ASSIGNMENT >>
Report, word for word, every line of the material that contains "horn".

INPUT DATA >>
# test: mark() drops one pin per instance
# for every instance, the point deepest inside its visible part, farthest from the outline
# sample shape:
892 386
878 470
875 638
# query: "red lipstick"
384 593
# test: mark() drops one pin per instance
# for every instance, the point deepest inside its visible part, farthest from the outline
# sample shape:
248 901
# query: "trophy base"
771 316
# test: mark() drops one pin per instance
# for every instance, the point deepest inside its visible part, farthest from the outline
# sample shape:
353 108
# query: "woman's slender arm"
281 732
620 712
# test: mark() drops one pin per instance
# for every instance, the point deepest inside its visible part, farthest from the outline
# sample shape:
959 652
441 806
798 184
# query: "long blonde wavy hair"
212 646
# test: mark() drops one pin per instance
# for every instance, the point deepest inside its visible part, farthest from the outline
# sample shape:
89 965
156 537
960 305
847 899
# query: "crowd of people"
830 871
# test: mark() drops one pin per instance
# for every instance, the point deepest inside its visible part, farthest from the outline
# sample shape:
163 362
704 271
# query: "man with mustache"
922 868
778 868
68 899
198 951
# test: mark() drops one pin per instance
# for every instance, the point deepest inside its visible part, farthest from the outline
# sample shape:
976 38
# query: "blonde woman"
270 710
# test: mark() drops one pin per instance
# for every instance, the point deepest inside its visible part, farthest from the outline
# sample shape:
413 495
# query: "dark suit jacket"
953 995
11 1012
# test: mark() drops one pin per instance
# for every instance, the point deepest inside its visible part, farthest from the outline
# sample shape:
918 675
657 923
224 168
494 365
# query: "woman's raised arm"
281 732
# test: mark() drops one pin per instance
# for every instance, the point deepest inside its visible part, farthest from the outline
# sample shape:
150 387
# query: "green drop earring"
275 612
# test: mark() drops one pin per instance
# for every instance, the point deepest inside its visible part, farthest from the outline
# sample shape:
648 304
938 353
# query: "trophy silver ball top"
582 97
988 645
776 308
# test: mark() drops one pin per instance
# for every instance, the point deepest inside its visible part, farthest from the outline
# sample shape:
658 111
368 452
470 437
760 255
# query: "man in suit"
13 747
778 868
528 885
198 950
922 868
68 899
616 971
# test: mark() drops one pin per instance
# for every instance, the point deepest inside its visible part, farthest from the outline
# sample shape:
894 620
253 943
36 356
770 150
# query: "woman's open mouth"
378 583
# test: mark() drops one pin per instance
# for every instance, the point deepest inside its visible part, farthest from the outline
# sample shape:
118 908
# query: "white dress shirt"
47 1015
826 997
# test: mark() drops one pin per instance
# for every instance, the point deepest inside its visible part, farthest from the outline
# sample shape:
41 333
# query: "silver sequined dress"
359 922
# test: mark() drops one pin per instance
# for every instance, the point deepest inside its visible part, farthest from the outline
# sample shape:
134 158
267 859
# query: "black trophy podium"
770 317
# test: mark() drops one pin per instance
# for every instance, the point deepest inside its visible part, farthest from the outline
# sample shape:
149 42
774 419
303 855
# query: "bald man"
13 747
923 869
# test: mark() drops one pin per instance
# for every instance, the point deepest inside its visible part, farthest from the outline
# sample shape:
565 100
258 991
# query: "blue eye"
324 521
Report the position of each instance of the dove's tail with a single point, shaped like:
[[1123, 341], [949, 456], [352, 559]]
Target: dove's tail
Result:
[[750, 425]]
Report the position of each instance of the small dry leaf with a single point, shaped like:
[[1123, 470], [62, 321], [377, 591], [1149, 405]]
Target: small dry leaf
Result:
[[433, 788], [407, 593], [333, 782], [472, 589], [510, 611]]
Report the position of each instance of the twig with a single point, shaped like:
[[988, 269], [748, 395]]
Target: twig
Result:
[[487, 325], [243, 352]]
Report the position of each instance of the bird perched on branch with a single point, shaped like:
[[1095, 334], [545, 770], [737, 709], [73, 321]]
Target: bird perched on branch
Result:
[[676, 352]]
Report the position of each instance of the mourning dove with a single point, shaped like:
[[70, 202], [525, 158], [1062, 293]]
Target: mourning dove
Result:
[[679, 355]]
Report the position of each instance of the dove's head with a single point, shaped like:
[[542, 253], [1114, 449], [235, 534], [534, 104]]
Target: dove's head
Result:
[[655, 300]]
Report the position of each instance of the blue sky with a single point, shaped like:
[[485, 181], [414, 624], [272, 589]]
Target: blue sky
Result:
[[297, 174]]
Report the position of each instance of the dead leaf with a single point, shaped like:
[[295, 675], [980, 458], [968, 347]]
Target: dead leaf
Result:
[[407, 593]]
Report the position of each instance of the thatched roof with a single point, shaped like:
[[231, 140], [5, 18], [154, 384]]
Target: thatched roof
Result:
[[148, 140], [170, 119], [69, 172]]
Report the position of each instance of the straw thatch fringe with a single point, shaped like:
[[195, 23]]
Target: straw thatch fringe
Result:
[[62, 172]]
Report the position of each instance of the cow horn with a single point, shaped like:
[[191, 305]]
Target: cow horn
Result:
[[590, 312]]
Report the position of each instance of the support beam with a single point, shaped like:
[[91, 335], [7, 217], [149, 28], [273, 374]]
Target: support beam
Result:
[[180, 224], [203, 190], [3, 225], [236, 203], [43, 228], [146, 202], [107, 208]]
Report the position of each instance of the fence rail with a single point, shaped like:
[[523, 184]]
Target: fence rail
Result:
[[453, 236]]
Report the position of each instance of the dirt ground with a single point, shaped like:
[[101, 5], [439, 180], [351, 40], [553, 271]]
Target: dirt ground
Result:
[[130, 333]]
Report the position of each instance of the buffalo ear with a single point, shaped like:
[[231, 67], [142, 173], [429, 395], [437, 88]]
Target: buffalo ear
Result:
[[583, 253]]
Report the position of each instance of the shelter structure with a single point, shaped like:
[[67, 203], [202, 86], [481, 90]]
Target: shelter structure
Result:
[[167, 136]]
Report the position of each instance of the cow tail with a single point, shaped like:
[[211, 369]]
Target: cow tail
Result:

FINISHED TASK >>
Report the position of each instance of the cow horn with a single point, shaped like:
Target: cow horn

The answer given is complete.